*Requirements*
Count the lines in the rows below that contain the string "bank". Reply with the number alone.

Coordinate annotation records
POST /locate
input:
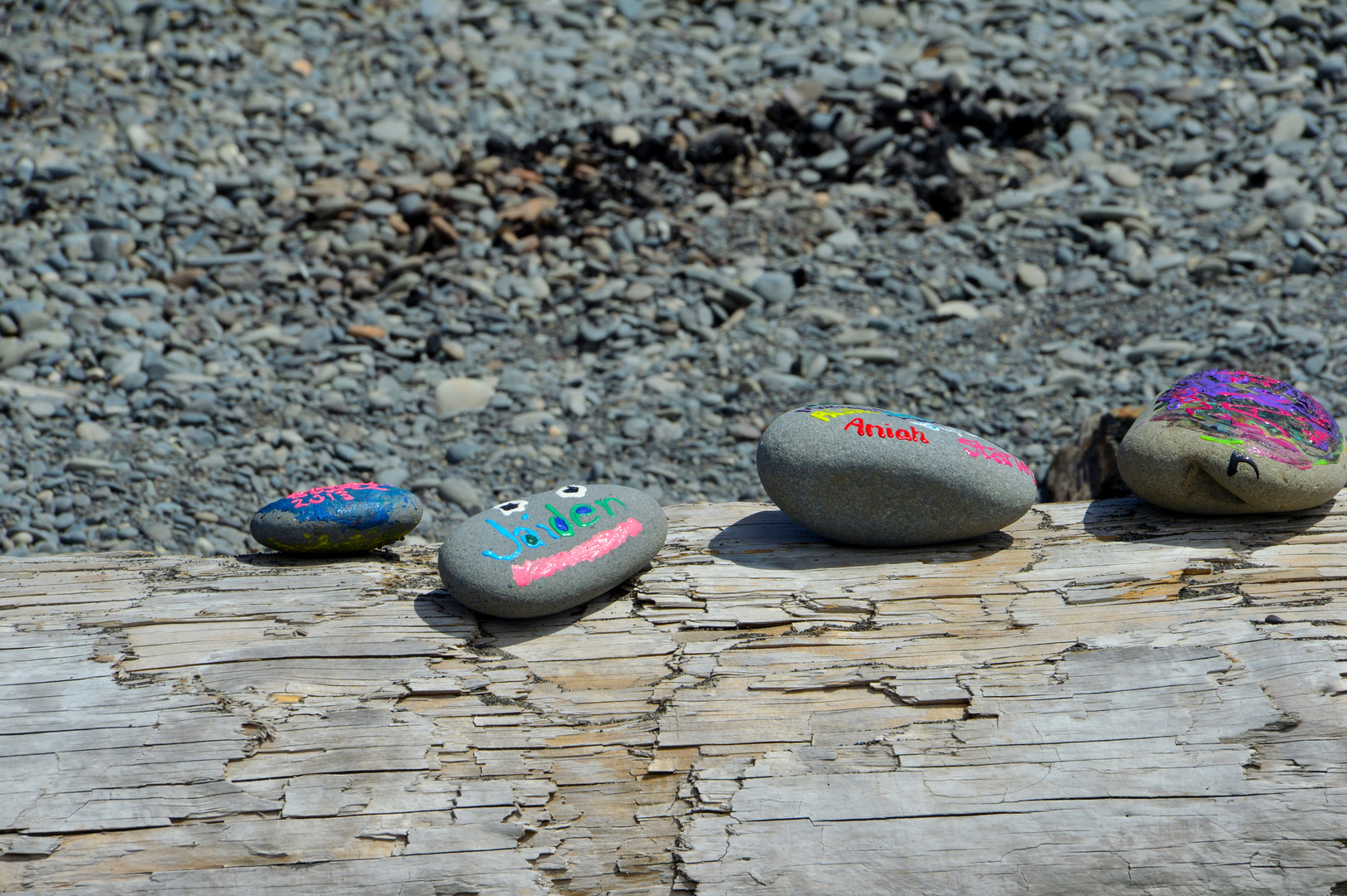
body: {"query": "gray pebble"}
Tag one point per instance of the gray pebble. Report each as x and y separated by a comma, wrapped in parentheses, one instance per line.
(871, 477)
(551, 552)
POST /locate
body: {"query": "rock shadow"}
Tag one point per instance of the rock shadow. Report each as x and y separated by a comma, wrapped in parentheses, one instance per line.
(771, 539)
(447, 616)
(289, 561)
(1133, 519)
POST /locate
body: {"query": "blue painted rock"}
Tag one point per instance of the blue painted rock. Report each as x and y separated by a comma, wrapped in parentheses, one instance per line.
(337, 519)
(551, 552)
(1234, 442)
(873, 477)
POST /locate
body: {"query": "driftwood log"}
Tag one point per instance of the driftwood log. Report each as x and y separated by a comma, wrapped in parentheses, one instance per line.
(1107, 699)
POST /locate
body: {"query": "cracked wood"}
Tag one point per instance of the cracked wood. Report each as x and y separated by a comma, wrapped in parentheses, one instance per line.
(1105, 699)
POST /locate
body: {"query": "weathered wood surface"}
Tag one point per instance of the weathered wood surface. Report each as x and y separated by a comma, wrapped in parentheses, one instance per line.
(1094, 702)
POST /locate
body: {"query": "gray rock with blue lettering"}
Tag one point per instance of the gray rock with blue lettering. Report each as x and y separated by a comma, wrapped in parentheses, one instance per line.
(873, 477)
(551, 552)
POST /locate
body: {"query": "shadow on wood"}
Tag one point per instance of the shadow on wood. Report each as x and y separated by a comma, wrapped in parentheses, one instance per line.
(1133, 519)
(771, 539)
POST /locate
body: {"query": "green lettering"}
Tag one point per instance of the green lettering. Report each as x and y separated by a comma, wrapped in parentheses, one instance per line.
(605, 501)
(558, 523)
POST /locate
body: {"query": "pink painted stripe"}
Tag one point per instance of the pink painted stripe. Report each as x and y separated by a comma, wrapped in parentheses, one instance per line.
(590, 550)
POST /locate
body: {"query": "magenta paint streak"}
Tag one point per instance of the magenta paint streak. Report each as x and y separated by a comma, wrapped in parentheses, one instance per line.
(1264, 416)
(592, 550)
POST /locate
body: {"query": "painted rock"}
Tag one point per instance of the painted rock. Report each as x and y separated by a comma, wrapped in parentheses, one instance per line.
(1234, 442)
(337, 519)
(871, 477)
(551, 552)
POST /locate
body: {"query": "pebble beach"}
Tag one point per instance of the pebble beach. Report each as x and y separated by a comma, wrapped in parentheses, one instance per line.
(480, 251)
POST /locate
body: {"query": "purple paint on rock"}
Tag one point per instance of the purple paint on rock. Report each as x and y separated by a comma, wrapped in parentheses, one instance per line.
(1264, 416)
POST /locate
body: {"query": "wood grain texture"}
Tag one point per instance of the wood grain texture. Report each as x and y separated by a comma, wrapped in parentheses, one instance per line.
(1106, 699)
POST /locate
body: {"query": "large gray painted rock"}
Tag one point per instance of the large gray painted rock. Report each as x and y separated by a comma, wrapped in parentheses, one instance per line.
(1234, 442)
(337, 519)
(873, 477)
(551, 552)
==
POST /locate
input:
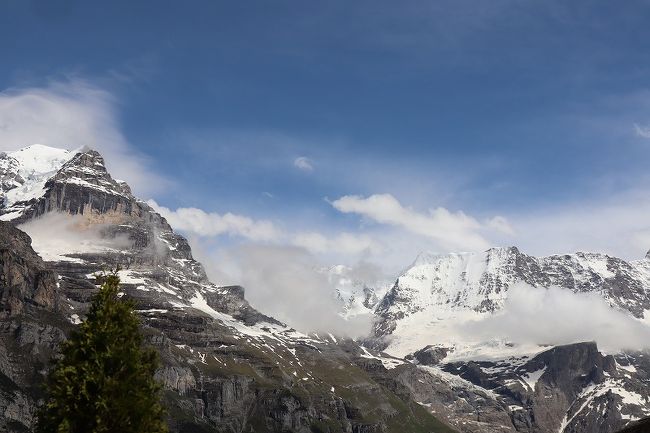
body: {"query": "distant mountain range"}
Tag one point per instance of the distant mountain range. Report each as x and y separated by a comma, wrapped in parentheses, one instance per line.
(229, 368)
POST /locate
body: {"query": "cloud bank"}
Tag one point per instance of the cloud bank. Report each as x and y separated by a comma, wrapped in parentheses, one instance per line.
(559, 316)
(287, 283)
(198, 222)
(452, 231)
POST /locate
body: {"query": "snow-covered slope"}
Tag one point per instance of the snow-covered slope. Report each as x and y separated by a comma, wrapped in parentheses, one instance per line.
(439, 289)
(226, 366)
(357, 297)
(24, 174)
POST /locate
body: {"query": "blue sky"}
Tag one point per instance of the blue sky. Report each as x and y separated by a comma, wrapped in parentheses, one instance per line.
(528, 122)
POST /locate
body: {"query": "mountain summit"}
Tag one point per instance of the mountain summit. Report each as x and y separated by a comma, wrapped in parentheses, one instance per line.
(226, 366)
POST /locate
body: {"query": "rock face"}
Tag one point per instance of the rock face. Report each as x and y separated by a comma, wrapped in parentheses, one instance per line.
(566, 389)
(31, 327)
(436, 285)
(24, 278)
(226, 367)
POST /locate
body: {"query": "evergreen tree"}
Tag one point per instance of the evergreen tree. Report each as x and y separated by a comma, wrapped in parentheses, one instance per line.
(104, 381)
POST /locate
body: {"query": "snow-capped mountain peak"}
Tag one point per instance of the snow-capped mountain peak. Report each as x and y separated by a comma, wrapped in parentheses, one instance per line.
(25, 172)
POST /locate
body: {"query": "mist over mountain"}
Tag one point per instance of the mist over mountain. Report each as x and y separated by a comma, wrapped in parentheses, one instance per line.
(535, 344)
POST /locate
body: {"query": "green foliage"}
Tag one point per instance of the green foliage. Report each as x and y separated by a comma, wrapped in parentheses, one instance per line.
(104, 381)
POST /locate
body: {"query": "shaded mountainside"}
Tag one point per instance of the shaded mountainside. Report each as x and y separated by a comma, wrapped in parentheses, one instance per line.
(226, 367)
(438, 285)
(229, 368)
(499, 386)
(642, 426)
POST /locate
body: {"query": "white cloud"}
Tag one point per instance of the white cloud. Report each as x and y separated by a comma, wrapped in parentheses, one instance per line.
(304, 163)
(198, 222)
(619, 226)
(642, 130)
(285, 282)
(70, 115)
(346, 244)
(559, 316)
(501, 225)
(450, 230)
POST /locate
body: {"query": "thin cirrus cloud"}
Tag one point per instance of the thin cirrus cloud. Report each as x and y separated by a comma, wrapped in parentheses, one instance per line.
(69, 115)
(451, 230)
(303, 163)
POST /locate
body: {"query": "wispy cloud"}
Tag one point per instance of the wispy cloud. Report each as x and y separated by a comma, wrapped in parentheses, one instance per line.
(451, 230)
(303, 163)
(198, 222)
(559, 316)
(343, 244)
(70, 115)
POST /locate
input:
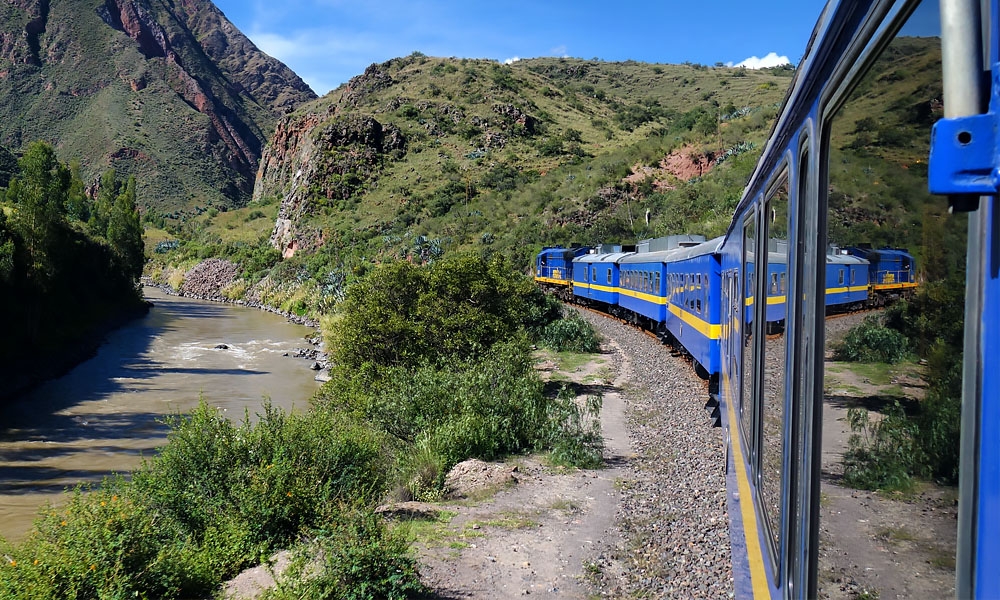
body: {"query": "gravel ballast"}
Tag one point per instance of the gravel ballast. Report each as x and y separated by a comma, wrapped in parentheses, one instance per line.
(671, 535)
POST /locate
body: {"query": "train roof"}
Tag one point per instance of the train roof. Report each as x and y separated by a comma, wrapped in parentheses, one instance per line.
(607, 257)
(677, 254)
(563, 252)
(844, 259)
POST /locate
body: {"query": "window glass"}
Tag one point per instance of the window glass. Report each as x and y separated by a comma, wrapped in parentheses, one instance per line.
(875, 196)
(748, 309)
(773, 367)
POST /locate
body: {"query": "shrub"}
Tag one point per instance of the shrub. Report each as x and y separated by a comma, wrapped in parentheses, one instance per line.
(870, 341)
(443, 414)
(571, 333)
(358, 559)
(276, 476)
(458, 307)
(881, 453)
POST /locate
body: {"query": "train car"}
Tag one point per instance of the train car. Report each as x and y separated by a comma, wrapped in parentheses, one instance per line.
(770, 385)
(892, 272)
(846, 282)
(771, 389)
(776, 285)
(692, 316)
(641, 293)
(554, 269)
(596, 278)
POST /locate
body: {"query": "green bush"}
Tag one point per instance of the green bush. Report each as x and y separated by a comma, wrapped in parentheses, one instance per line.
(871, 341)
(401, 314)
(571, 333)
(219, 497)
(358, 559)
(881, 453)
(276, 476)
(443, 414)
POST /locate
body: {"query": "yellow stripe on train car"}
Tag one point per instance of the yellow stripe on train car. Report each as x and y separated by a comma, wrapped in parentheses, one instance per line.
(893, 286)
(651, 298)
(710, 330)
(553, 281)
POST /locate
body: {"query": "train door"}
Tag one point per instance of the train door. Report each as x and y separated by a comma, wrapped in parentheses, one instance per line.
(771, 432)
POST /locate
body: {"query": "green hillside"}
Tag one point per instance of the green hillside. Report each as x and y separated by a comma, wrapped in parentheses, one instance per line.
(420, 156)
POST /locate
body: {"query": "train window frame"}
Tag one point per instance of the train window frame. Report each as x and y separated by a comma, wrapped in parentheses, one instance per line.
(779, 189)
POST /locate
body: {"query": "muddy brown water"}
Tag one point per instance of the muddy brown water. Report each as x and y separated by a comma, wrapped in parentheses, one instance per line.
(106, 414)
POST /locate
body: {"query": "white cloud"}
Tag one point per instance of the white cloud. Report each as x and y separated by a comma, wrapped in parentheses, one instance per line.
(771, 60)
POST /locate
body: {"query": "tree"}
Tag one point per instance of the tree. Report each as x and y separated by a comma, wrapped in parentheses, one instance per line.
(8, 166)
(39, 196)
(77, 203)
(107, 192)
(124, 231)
--
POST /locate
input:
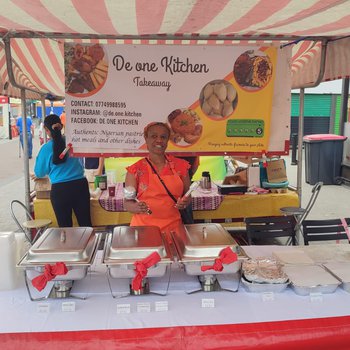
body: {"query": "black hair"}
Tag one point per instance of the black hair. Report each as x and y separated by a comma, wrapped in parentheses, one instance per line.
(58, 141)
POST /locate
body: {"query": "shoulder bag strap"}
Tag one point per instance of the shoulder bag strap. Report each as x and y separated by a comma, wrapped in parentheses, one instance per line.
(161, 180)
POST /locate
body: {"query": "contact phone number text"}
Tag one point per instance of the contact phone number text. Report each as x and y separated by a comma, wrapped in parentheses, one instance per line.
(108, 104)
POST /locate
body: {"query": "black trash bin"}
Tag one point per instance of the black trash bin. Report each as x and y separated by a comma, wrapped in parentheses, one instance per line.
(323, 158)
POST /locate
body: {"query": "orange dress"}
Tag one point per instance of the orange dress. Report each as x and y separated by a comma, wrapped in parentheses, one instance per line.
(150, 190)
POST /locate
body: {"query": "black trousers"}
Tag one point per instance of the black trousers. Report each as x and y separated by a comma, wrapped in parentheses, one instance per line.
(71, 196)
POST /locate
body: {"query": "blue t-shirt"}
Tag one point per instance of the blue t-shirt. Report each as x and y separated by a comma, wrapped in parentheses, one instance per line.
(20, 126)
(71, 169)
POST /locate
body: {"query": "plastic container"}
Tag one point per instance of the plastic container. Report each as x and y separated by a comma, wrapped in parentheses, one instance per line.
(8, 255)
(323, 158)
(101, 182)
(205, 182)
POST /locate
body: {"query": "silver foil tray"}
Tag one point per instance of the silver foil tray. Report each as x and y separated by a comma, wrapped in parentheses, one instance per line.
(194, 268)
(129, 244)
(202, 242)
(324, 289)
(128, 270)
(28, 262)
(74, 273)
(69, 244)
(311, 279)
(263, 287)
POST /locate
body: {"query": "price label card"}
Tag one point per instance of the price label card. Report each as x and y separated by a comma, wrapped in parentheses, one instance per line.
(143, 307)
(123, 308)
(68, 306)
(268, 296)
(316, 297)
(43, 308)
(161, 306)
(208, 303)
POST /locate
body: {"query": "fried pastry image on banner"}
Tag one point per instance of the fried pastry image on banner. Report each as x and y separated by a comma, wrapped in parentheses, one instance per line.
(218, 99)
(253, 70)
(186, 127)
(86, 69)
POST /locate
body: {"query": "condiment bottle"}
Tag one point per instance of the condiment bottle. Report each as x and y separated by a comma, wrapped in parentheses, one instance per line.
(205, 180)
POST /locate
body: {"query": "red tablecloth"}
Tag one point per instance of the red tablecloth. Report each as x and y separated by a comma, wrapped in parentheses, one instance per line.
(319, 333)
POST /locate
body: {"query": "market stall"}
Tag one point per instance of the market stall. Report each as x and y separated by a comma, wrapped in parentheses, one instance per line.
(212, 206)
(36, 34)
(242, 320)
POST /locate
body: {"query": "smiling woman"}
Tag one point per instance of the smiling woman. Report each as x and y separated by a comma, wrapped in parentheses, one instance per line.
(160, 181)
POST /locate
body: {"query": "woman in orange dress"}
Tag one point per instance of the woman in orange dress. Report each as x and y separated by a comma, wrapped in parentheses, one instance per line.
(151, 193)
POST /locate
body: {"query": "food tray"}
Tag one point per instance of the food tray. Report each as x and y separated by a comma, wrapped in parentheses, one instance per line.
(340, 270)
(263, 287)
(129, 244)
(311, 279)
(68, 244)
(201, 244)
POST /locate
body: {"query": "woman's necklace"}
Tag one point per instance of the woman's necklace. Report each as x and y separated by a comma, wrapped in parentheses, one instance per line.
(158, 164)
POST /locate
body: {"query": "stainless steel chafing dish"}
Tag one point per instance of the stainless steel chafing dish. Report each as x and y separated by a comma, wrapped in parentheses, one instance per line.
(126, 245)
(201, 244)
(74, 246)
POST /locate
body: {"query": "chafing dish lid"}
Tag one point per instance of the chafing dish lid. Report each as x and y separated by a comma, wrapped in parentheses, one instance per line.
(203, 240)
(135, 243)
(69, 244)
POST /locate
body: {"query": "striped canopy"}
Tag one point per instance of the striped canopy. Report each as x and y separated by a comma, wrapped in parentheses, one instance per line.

*Right answer*
2